_Task description_:
Copy every line of the material below word for word, from the first line to the last.

_Dataset_:
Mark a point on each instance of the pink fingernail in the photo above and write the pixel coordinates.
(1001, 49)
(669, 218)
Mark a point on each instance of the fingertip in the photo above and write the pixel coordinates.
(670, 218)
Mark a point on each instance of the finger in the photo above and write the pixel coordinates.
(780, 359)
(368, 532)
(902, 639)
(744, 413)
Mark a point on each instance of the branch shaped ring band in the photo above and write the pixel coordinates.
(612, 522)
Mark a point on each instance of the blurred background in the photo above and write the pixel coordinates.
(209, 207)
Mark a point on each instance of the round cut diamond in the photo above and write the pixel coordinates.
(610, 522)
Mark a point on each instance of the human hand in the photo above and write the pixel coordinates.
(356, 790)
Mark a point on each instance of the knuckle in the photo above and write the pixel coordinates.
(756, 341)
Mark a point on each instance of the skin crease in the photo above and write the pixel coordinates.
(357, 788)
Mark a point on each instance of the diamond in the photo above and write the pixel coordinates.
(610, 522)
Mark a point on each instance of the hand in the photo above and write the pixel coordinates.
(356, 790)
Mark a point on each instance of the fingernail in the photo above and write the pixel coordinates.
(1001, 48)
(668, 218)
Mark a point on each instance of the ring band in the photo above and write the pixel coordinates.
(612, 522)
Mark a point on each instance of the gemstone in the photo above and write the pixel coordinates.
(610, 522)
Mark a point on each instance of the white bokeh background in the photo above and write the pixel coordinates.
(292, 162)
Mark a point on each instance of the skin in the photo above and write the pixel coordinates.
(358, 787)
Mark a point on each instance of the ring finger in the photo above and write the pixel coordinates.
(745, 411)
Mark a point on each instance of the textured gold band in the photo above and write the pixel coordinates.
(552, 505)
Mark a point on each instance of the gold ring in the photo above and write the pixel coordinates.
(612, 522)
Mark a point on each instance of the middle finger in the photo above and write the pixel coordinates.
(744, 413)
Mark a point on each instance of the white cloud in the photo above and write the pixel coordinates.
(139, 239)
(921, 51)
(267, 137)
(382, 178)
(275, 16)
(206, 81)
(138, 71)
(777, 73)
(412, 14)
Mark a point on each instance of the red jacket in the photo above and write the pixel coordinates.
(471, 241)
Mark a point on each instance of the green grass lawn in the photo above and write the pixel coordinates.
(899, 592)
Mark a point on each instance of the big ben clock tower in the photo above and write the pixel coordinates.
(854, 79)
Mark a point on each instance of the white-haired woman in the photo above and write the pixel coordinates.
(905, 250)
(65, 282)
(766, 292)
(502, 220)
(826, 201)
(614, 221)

_Output for this task_:
Mark a point on each instance of the pink fingernail in the photo above and write the pixel coordinates.
(1001, 49)
(669, 218)
Mark a point on each instance of the fingertip in the photo above and write the pixel coordinates.
(670, 218)
Mark a point on each instance of the finger in the photo above and write the pixel coordinates.
(780, 359)
(368, 532)
(902, 639)
(744, 413)
Mark a point on each instance of the branch shaped ring band in the photo above and write the pixel coordinates.
(612, 522)
Mark a point on each instance of the blurred background in the photo above and write the pixel coordinates.
(209, 207)
Mark a point on each instance of the round cut diamond in the photo above and write the pixel coordinates.
(610, 522)
Mark a point on each instance of the human hand in the photo above and write the pixel coordinates.
(356, 790)
Mark a point on each instance of the knuckle in the photo above and write the pixel coordinates.
(756, 341)
Mark a point on each instance of the skin crease in the photo above and write the pixel coordinates.
(357, 788)
Mark a point on each instance of the diamond in the photo above and write the pixel coordinates.
(610, 522)
Mark a point on each instance of the hand in the photo above and write the pixel coordinates.
(356, 790)
Mark a point on each instance of the fingernail in the photo above and write the pixel coordinates.
(1001, 48)
(668, 218)
Mark a point on each instance of the ring band in the photo above and write the pixel coordinates.
(612, 522)
Mark a point on each instance of the gemstone in the photo above and write the pixel coordinates.
(610, 522)
Mark a point on each instance of the white bokeh background in the photo above and write the pixel coordinates.
(292, 162)
Mark a point on each instance of the skin in the photo above and write the pixel coordinates.
(358, 787)
Mark a point on each instance of the ring finger in the photo above and write the pixel coordinates.
(745, 411)
Mark a point on each instance of the textured gold band in the photo above and write the pixel coordinates.
(552, 505)
Mark a point on each instance of the gold ring in the photo above and write the pixel coordinates.
(612, 522)
Mark a point on each instance of the middle finger in the photo above and write the pixel coordinates.
(744, 413)
Mark a point on each instance of the white cloud in the photo above and write the pixel coordinates.
(139, 239)
(921, 51)
(267, 137)
(382, 178)
(275, 16)
(206, 81)
(138, 71)
(777, 73)
(412, 14)
Mark a point on each instance of the red jacket in the photo above and write the pixel coordinates.
(471, 241)
Mark a point on each instance of the green grass lawn in the photo above and write the pixel coordinates.
(899, 592)
Mark a point on each instance of the big ben clock tower in the photo above and write the pixel coordinates.
(854, 79)
Mark a point on each instance of the white-haired woman in the photo above and write the pixel coordinates.
(905, 250)
(65, 282)
(766, 292)
(502, 220)
(826, 201)
(614, 221)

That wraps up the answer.